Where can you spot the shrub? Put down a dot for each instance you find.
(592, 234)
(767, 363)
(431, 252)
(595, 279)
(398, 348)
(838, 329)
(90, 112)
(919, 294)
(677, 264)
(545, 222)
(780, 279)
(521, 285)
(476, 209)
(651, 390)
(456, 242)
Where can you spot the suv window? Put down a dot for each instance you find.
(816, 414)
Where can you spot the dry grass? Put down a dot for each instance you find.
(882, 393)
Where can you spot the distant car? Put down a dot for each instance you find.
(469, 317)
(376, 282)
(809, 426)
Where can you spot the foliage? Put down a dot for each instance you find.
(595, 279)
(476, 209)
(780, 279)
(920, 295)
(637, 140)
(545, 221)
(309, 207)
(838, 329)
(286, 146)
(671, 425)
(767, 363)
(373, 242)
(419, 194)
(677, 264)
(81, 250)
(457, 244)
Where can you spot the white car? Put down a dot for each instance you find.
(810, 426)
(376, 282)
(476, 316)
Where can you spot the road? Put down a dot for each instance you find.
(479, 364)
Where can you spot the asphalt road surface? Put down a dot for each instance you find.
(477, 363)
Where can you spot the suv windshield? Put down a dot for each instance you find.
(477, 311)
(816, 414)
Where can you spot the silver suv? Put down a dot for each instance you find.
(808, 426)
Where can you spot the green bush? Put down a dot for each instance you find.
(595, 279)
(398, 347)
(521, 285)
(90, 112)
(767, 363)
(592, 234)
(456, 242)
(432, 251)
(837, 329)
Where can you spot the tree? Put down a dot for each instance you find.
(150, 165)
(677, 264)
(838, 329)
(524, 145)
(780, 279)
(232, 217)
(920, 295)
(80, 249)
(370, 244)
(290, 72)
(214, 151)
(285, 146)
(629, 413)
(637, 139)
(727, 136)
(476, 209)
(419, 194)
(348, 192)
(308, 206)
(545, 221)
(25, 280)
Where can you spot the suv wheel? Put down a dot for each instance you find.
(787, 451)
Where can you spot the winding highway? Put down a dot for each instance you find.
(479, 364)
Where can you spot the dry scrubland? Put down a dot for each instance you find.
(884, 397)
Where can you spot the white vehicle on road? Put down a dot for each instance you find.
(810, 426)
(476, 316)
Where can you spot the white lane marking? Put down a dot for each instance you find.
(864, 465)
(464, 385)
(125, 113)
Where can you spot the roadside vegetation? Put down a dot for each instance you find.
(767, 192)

============================================================

# EXERCISE DESCRIPTION
Give every line of the data from the one containing "Where can you spot the white vehicle" through the last line as a numbered list, leaving out any blank lines.

# RESPONSE FOR THIS EXERCISE
1. Where can you spot the white vehicle on road? Put down a dot for each instance you find.
2. (810, 426)
3. (476, 316)
4. Where can you spot the white lane marking? Put down a dot for each instance you find.
5. (864, 465)
6. (464, 385)
7. (125, 113)
8. Where can you spot the roadside vegetation? Put down a dot for each instance you find.
9. (767, 192)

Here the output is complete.